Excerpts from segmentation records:
____________________

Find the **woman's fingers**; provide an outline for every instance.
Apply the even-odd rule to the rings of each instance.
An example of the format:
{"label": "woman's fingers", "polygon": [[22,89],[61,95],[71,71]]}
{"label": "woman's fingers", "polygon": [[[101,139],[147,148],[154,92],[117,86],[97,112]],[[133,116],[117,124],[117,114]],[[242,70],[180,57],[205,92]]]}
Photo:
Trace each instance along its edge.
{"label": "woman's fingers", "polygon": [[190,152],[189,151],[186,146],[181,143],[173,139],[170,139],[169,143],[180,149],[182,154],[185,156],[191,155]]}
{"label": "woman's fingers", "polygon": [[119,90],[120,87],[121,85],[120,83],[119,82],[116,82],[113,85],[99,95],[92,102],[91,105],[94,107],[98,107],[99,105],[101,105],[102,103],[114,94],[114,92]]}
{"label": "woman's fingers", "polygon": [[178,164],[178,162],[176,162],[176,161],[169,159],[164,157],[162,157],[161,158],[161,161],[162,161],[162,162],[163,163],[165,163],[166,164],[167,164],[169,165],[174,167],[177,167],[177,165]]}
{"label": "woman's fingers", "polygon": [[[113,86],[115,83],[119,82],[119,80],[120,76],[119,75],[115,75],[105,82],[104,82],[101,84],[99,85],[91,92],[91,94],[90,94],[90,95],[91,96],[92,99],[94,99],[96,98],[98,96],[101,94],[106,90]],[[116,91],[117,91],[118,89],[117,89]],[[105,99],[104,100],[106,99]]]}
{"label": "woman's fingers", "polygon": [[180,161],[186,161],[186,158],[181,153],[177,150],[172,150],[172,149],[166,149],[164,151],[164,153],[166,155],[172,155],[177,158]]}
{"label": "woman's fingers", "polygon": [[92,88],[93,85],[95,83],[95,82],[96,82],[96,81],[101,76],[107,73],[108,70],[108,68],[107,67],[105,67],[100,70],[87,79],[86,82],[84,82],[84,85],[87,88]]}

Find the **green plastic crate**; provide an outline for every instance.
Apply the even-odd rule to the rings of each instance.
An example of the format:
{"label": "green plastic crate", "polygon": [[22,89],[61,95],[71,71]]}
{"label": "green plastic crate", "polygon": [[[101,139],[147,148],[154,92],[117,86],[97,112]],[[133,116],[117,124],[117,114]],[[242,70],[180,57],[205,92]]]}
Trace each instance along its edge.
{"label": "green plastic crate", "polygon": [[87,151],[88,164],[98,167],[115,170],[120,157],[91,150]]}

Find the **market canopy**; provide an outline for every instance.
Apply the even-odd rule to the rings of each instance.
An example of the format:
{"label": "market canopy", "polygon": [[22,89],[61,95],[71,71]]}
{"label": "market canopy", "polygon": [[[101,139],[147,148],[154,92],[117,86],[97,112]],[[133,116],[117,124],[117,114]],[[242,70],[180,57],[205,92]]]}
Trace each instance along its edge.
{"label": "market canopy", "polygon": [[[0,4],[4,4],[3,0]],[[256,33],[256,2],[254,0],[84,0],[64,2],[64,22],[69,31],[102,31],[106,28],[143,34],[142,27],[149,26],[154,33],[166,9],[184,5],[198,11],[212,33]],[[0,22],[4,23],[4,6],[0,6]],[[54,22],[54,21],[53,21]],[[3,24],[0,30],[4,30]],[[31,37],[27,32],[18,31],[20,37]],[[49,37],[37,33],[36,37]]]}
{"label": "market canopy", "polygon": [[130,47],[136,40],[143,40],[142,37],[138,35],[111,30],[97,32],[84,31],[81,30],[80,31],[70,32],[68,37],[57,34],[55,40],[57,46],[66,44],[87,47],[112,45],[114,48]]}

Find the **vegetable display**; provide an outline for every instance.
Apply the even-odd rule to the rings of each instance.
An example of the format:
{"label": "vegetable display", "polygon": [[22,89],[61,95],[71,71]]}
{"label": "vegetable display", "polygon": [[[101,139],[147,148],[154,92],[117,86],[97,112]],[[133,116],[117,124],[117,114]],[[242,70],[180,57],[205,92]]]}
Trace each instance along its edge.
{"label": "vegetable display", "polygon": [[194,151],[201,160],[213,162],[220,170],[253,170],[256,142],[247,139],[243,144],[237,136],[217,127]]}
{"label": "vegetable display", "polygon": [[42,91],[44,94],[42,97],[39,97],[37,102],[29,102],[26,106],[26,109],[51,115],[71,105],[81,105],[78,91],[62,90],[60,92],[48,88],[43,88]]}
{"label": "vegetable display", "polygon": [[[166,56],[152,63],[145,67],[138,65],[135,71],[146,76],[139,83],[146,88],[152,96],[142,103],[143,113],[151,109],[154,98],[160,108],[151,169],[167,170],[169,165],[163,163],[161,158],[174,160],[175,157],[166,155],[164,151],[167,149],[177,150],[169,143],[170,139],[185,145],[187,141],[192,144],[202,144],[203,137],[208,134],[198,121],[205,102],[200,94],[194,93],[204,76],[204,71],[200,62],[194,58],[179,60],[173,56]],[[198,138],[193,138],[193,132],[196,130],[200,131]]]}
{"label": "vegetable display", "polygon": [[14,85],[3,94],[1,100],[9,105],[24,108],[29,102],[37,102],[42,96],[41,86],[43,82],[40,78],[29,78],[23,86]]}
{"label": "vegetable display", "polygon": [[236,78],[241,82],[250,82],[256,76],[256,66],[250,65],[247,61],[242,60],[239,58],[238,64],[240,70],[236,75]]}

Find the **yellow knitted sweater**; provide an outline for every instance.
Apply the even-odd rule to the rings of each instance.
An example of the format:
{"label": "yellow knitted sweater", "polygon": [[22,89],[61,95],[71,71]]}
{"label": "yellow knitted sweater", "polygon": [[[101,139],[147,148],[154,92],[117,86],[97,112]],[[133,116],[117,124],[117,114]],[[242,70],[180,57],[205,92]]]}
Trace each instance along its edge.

____________________

■ **Given request**
What needs duplicating is the run of lines from the one containing "Find the **yellow" through the last line of the entries above, exact and complete.

■ **Completed task**
Find the **yellow knitted sweater**; provide an outline for every instance.
Apply the even-odd rule to the rings of each instance.
An example of the format:
{"label": "yellow knitted sweater", "polygon": [[22,89],[61,95],[71,71]]}
{"label": "yellow knitted sweater", "polygon": [[[101,139],[147,148],[154,92],[117,86],[97,112]],[[133,116],[117,124],[117,114]],[[242,70],[180,57],[205,92]]]}
Trace each instance along its edge.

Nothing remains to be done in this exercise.